→ Instructions:
1. Please duplicate the part of the Mars talk show text starting at "Mars Pa More, formerly" and ending at "the final hosts.".
2. Answer these questions from the Mars talk show text:
(a) Who directed the show?
(b) Which production company made it?
(c) On what date did it premiere on GMA News TV?

- Title card in 2019
- Also known as: Mars Pa More
- Genre: Talk show
- Written by: Stann Go; Haydee Bellen; Irish Mangubat; Dexter Mantes; Faith Monreal;
- Directed by: Rommel Gacho
- Presented by: Camille Prats; Suzi Entrata; Iya Villania; Kim Atienza;
- Country of origin: Philippines
- Original language: Tagalog

Production
- Production locations: Studio 1, GMA Network Center, Quezon City, Philippines
- Camera setup: Multiple-camera setup
- Running time: 20–27 minutes
- Production company: GMA Entertainment Group

Original release
- Network: GMA News TV (June 11, 2012 – May 31, 2019); GMA Network (July 8, 2019 – July 1, 2022);
- Release: June 11, 2012 – July 1, 2022

= Mars (talk show) =

Philippine television talk show

Mars Pa More, formerly Mars is a Philippine television talk show broadcast by GMA News TV and GMA Network. Originally hosted by Camille Prats and Suzi Entrata, it premiered on GMA News TV on June 11, 2012 on the network's evening line up as Mars. The show aired its final episode on GMA News TV on May 31, 2019. It moved to GMA Network on July 8, 2019 on the network's morning line up as Mars Pa More. The show concluded on July 1, 2022. Prats, Iya Villania and Kim Atienza served as the final hosts.

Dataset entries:
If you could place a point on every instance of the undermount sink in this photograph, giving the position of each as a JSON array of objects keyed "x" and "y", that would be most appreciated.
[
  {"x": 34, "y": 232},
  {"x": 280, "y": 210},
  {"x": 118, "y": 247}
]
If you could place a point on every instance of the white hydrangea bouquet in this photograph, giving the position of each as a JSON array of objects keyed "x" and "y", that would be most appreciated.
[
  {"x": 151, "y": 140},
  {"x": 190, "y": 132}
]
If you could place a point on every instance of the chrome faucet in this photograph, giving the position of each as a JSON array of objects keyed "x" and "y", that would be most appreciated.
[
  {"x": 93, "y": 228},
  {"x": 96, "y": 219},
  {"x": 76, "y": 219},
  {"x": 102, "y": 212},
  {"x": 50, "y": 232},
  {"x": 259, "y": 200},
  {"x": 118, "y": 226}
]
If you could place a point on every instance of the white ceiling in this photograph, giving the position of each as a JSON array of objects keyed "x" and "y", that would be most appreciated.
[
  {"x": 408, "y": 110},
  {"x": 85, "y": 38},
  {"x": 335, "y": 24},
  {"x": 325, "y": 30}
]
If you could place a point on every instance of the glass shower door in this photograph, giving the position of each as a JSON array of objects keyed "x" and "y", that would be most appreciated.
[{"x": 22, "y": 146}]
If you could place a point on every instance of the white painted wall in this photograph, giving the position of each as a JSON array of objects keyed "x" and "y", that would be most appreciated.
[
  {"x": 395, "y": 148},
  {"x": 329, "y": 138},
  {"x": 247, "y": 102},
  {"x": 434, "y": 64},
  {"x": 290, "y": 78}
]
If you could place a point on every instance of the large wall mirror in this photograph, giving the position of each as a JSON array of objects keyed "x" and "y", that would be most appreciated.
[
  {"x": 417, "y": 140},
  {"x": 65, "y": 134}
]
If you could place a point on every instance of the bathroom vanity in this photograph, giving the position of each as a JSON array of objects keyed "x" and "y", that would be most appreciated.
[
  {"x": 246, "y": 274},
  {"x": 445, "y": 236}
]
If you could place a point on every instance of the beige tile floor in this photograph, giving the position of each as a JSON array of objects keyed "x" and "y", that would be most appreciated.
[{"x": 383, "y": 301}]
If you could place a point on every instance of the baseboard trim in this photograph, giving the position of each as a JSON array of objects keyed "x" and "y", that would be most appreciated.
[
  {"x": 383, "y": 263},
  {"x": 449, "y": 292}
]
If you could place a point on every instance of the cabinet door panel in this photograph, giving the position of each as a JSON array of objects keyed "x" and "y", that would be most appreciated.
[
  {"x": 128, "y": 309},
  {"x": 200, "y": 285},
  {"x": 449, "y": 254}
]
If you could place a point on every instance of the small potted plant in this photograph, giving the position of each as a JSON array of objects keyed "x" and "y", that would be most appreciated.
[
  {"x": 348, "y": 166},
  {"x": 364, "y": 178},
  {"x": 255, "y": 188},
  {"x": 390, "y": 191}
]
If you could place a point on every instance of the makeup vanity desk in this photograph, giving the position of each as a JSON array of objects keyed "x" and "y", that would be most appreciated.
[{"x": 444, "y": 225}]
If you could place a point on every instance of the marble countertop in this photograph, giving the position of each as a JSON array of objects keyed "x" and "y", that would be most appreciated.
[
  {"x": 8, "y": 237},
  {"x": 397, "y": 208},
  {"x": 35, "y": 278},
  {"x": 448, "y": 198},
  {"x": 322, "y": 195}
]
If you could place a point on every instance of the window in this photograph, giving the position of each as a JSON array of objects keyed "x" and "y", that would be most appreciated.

→ Your responses:
1.
Mars Pa More, formerly Mars is a Philippine television talk show broadcast by GMA News TV and GMA Network. Originally hosted by Camille Prats and Suzi Entrata, it premiered on GMA News TV on June 11, 2012 on the network's evening line up as Mars. The show aired its final episode on GMA News TV on May 31, 2019. It moved to GMA Network on July 8, 2019 on the network's morning line up as Mars Pa More. The show concluded on July 1, 2022. Prats, Iya Villania and Kim Atienza served as the final hosts.

2.
(a) Rommel Gacho
(b) GMA Entertainment Group
(c) June 11, 2012